* _Exercise goal_: Every record must appear in the answer exactly as it stands.

[Stored data entries]

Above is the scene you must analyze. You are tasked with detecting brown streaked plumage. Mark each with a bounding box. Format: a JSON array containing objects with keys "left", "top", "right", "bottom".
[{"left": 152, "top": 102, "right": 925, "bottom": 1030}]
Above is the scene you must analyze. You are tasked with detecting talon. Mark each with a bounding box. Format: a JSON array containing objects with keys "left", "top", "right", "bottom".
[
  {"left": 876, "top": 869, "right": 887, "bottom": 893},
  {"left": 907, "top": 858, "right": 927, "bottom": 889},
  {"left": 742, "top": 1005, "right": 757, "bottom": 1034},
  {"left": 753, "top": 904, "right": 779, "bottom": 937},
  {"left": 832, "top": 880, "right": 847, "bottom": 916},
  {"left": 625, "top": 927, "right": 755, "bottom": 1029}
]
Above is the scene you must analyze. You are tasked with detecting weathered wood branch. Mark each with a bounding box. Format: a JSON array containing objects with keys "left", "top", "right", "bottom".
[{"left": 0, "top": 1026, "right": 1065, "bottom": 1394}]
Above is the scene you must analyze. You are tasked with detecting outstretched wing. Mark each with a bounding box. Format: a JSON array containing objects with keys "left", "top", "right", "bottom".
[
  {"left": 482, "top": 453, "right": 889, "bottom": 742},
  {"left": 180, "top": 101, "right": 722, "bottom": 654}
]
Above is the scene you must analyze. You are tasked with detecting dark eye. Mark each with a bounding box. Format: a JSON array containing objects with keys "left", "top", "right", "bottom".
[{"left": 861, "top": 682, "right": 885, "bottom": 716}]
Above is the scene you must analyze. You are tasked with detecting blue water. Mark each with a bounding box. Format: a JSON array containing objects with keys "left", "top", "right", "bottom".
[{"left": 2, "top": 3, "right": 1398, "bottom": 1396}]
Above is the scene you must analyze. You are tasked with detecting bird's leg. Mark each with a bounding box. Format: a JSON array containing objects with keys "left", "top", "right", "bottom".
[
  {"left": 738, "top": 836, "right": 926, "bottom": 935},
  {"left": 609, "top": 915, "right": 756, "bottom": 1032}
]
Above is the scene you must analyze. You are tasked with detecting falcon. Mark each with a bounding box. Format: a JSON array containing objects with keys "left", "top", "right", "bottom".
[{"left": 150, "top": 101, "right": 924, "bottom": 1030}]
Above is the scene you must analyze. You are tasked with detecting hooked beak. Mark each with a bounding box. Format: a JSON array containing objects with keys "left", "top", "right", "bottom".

* _Finished exercise_:
Above is the scene you must analyze. You are tasked with detecting brown streaked plumage. Mark each with a bounding box. Format: a JSON array containing objects with keys "left", "top", "right", "bottom".
[{"left": 152, "top": 102, "right": 925, "bottom": 1030}]
Above is the scene you must analyze. You are tasked with detecting talon. Mark each with a bounding box. Format: a JSON array containing objects with keys "left", "top", "right", "bottom".
[
  {"left": 876, "top": 869, "right": 887, "bottom": 893},
  {"left": 907, "top": 858, "right": 927, "bottom": 889},
  {"left": 742, "top": 1005, "right": 757, "bottom": 1034},
  {"left": 753, "top": 904, "right": 779, "bottom": 937},
  {"left": 832, "top": 880, "right": 847, "bottom": 916},
  {"left": 625, "top": 927, "right": 755, "bottom": 1029}
]
Above is the scene you must analyze. You are tasked with detecting weathered wood branch. Mark each with a bounding box. Format: a JSON array containing objects with keys "left", "top", "right", "bottom".
[{"left": 0, "top": 1026, "right": 1065, "bottom": 1394}]
Above is the scene you must analyze. You are tasked with detecting outstretched wing. Mark each with a bounding box. Format: a JSON array containing objects with keys "left", "top", "right", "bottom".
[
  {"left": 482, "top": 453, "right": 889, "bottom": 742},
  {"left": 180, "top": 101, "right": 722, "bottom": 654}
]
Above is the scene you must analyze. You are tasked with detecting dark eye. Mark each with a bounding box. Format: a JSON array containing objects with keys "left", "top", "right", "bottom".
[{"left": 861, "top": 682, "right": 885, "bottom": 716}]
Above is the scene you must analyze. You are tasked with detecting blue water. Mark each with a bounding box. Format: a JSON array containing objects with keys "left", "top", "right", "bottom".
[{"left": 2, "top": 3, "right": 1398, "bottom": 1396}]
Above is the scene you must analyze. You are tasked with detecting bird's leg. Mark each with a bounding box. Format: a JSON array containing objects with keys "left", "top", "right", "bottom".
[
  {"left": 738, "top": 836, "right": 926, "bottom": 935},
  {"left": 609, "top": 915, "right": 756, "bottom": 1032}
]
Above is the scene you must analyze. You are tasked with detecting falcon. Mark each with a bounding box. Format: a JSON array containing objects with keys "left", "top", "right", "bottom".
[{"left": 150, "top": 101, "right": 924, "bottom": 1030}]
Above is the scene you must analyze. You are tasked with detecting hooked beak. Mark each with a bounding box. Format: a JSON array containing objects with keys "left", "top", "right", "bottom".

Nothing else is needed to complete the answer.